### What the task requires
Pick out each line in the records containing the string "tree", matching case, and copy those lines.

----- Record extracts

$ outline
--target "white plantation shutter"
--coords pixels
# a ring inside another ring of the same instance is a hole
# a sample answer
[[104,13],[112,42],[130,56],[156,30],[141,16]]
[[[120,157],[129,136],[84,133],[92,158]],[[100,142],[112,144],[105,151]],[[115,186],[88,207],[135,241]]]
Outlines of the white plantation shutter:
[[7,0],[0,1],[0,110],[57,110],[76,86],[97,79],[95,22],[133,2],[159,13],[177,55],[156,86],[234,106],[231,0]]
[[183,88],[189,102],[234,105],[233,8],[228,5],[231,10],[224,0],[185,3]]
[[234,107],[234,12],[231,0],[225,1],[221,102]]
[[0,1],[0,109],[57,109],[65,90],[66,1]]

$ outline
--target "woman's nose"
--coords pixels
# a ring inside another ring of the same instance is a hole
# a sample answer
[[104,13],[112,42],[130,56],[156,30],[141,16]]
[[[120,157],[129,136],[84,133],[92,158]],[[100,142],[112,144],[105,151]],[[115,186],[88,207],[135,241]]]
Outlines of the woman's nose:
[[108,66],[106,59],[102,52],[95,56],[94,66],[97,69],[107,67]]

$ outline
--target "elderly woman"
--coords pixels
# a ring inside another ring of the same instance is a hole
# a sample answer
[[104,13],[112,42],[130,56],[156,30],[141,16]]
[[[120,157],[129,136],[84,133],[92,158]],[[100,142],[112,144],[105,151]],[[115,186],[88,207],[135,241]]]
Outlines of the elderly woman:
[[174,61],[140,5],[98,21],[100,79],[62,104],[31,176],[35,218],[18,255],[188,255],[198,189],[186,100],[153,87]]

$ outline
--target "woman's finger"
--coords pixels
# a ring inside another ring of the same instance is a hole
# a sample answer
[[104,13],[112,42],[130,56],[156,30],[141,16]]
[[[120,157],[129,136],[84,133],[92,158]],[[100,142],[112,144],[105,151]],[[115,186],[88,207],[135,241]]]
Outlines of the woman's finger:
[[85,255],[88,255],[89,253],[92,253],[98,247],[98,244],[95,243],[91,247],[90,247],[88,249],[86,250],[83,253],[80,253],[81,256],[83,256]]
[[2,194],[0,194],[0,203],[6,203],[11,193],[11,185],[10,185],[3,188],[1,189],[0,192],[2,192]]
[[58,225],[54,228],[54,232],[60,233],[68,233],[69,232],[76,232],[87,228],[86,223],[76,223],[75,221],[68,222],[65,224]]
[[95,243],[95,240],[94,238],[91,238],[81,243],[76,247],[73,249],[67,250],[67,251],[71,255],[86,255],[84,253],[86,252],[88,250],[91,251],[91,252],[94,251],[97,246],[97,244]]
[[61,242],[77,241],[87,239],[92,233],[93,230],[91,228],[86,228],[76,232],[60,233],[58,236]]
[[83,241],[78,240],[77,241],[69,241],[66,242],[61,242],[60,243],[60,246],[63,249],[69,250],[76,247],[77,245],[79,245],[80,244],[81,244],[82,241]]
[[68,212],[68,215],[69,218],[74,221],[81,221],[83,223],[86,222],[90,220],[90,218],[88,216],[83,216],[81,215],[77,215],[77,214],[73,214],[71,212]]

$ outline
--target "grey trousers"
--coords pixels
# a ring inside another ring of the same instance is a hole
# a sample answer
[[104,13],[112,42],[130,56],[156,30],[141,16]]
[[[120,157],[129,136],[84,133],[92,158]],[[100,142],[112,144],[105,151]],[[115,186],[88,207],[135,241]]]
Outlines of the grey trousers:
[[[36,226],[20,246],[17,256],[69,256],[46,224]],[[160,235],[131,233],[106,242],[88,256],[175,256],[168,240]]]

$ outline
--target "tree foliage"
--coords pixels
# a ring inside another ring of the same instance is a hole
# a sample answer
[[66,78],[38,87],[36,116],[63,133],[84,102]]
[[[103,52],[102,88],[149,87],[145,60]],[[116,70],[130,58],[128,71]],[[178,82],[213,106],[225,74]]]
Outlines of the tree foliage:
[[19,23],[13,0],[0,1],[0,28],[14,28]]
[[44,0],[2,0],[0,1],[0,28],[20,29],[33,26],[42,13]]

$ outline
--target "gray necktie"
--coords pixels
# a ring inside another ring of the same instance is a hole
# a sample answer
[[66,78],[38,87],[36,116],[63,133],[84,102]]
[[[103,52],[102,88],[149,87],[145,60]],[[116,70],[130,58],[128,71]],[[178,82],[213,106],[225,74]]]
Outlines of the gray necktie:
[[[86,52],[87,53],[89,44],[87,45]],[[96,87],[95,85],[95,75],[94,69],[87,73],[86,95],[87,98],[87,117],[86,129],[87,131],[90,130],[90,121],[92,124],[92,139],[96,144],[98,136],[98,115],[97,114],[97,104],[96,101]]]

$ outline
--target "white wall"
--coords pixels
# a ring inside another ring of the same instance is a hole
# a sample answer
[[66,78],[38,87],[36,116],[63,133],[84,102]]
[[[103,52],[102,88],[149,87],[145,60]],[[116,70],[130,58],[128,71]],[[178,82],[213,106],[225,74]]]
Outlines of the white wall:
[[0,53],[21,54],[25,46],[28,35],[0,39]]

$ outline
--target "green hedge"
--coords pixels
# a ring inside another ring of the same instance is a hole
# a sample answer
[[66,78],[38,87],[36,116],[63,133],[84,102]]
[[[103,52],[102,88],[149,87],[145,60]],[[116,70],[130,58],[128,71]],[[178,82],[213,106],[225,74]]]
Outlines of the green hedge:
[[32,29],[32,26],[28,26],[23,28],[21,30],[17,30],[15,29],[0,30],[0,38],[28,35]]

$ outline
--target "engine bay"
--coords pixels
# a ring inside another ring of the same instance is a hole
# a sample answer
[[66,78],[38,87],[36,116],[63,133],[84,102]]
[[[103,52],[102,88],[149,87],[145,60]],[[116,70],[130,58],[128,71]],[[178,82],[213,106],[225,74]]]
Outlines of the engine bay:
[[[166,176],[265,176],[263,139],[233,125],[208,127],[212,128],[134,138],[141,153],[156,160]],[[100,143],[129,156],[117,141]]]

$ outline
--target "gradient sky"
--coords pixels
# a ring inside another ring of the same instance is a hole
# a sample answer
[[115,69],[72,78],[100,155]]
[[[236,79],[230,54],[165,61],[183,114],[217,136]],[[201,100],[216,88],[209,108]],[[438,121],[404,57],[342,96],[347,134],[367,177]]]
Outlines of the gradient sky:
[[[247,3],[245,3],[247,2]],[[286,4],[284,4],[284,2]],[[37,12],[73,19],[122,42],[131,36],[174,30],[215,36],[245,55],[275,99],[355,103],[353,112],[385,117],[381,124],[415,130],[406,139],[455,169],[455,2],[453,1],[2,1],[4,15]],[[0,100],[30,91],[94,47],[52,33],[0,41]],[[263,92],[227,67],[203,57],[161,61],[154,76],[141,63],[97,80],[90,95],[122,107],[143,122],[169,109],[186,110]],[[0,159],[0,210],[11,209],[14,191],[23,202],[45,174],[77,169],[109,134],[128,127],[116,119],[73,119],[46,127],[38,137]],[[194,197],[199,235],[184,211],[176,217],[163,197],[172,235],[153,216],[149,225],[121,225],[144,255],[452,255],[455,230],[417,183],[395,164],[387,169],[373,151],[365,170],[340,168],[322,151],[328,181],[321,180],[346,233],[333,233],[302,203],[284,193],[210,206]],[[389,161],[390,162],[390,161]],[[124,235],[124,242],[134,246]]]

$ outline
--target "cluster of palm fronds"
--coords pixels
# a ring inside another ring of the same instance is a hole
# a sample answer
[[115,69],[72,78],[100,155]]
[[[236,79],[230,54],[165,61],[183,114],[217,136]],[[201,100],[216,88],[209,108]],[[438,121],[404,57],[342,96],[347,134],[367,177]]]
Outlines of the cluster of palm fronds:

----------

### Task result
--target "tree foliage"
Outlines of the tree foliage:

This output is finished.